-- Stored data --
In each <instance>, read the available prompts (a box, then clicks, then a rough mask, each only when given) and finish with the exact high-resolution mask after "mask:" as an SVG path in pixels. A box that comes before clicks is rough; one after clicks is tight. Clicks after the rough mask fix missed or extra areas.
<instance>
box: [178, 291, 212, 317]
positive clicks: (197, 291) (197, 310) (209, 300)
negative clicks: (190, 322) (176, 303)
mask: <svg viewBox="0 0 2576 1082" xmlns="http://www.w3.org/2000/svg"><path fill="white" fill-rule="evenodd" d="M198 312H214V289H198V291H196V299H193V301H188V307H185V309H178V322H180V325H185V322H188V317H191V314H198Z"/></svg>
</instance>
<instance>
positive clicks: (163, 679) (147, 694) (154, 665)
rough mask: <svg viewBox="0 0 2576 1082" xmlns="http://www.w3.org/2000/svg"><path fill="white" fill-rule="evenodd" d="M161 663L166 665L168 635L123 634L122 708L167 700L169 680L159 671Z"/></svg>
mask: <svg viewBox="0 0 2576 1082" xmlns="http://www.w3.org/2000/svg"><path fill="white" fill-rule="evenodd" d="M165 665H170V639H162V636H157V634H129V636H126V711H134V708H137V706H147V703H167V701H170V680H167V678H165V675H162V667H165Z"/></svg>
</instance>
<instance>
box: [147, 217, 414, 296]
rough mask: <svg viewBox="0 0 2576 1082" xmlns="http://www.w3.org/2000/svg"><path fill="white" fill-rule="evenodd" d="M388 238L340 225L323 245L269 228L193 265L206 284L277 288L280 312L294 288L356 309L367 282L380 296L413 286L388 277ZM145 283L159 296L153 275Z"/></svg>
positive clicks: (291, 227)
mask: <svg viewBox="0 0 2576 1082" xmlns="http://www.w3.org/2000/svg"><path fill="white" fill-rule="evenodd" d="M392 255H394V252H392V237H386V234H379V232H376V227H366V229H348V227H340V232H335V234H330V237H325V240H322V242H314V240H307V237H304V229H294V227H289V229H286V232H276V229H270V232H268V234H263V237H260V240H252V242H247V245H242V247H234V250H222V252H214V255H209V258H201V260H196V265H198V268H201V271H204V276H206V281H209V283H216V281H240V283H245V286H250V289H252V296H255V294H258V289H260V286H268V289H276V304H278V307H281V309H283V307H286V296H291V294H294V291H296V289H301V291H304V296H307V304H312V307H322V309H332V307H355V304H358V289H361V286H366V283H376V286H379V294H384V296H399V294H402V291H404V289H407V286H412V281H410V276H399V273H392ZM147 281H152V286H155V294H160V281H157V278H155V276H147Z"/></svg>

-- ASSIGNMENT --
From the data above, output every line exactly.

-- OUTPUT OF THE TASK --
In each <instance>, read the available prompts (a box, then clicks, then a rough mask, each only when given) and finish with the exact high-resolution mask after "mask:" as an SVG path in pixels. A box that comes before clicks is rough; one after clicks is tight. Clicks after the rough mask fix missed or extra areas.
<instance>
box: [178, 291, 212, 317]
positive clicks: (197, 291) (197, 310) (209, 300)
negative clicks: (190, 322) (176, 303)
mask: <svg viewBox="0 0 2576 1082" xmlns="http://www.w3.org/2000/svg"><path fill="white" fill-rule="evenodd" d="M198 312H214V289H198V291H196V299H193V301H188V307H185V309H178V322H180V325H185V322H188V317H191V314H198Z"/></svg>
</instance>
<instance>
positive clicks: (163, 679) (147, 694) (154, 665)
rough mask: <svg viewBox="0 0 2576 1082" xmlns="http://www.w3.org/2000/svg"><path fill="white" fill-rule="evenodd" d="M161 663L166 665L168 635L123 634L122 708L167 700L169 680L159 671Z"/></svg>
mask: <svg viewBox="0 0 2576 1082" xmlns="http://www.w3.org/2000/svg"><path fill="white" fill-rule="evenodd" d="M165 665H170V639H162V636H157V634H129V636H126V711H134V708H137V706H147V703H167V701H170V680H167V678H165V675H162V667H165Z"/></svg>
</instance>
<instance>
box: [147, 217, 414, 296]
rough mask: <svg viewBox="0 0 2576 1082" xmlns="http://www.w3.org/2000/svg"><path fill="white" fill-rule="evenodd" d="M388 238L340 225L323 245L269 228L193 265L206 284L277 288L280 312L294 288L356 309L367 282L380 296L413 286L388 277ZM145 283L159 296L153 275Z"/></svg>
positive clicks: (291, 227)
mask: <svg viewBox="0 0 2576 1082" xmlns="http://www.w3.org/2000/svg"><path fill="white" fill-rule="evenodd" d="M392 255H394V252H392V237H386V234H379V232H376V227H366V229H348V227H340V232H335V234H330V237H325V240H322V242H314V240H307V237H304V229H294V227H289V229H286V232H276V229H270V232H268V234H263V237H260V240H252V242H247V245H242V247H234V250H222V252H214V255H209V258H201V260H196V265H198V268H201V271H204V276H206V281H209V283H216V281H240V283H245V286H250V289H252V296H255V294H258V289H260V286H268V289H276V304H278V307H281V309H283V307H286V296H291V294H294V291H296V289H301V291H304V296H307V304H312V307H322V309H332V307H355V304H358V289H361V286H366V283H376V286H379V294H384V296H399V294H402V291H404V289H407V286H412V281H410V276H399V273H392ZM147 281H152V286H155V294H160V281H157V278H155V276H147Z"/></svg>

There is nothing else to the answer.